[START Dataset]

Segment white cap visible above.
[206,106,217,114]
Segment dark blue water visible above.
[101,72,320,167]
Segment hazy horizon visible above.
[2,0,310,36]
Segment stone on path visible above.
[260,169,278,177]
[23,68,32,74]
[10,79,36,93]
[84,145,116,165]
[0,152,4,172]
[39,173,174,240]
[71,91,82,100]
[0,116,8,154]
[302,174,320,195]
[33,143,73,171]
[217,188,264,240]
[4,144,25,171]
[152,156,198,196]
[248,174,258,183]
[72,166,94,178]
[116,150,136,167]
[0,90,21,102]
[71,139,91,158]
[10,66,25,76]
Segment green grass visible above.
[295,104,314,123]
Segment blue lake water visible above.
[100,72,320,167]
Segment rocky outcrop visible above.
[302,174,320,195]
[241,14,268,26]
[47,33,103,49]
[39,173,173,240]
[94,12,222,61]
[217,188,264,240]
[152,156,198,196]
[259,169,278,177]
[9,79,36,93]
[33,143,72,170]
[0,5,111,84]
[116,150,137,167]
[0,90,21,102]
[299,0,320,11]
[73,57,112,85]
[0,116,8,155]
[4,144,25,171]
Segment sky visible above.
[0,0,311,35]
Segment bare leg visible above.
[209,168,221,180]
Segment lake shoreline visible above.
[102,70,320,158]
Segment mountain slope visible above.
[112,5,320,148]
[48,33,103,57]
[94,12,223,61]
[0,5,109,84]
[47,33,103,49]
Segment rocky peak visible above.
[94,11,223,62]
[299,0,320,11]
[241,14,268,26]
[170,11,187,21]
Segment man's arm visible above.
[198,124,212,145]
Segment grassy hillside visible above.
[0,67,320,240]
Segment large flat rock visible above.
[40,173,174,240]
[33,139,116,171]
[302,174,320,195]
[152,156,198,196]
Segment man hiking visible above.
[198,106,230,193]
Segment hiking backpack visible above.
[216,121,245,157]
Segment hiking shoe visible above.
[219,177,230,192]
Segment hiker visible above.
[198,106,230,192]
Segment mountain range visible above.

[END Dataset]

Copy out every one of the records above word for word, keeping each line as it appears.

The completed task:
Segment white cap visible above.
[206,106,217,114]
Segment dark blue water visible above.
[101,72,320,167]
Segment hazy horizon visible above.
[2,0,310,36]
Segment stone on path visible above.
[260,169,278,177]
[23,68,32,74]
[10,79,36,93]
[84,145,116,165]
[0,152,4,172]
[39,173,174,240]
[71,91,82,100]
[0,116,8,154]
[302,174,320,195]
[33,143,73,171]
[217,188,264,240]
[4,144,25,171]
[152,156,198,196]
[248,174,258,183]
[72,166,94,178]
[116,150,136,167]
[0,90,21,102]
[71,139,91,158]
[10,66,25,76]
Segment green grass visible above.
[295,104,314,123]
Segment blue lake water visible above.
[100,72,320,167]
Segment rocky outcrop visible above.
[302,174,320,195]
[241,14,268,26]
[47,33,103,49]
[39,173,173,240]
[94,12,222,61]
[217,188,264,240]
[152,156,198,196]
[259,169,278,177]
[9,79,36,93]
[33,143,72,170]
[0,5,111,84]
[116,150,137,167]
[0,90,21,102]
[299,0,320,11]
[73,57,112,85]
[0,116,8,155]
[4,144,25,171]
Segment sky visible above.
[0,0,311,35]
Segment bare leg visible above.
[209,168,221,180]
Segment lake shoreline visible above.
[102,70,320,158]
Segment mountain slope visible above.
[112,5,320,148]
[48,33,103,57]
[94,12,223,61]
[0,5,109,84]
[47,33,103,49]
Segment rocky peak visible above.
[94,11,223,62]
[299,0,320,11]
[241,14,268,26]
[170,11,187,21]
Segment man's arm visible above.
[198,124,212,145]
Segment grassy hillside visible above.
[0,67,320,240]
Segment large flat rock visible above.
[40,173,174,240]
[33,139,116,171]
[302,174,320,195]
[152,156,198,196]
Segment man hiking visible above.
[198,106,230,193]
Segment hiking backpack visible above.
[216,121,245,157]
Segment hiking shoe visible above.
[219,177,230,192]
Segment hiker visible above.
[198,106,230,192]
Segment mountain range visible above.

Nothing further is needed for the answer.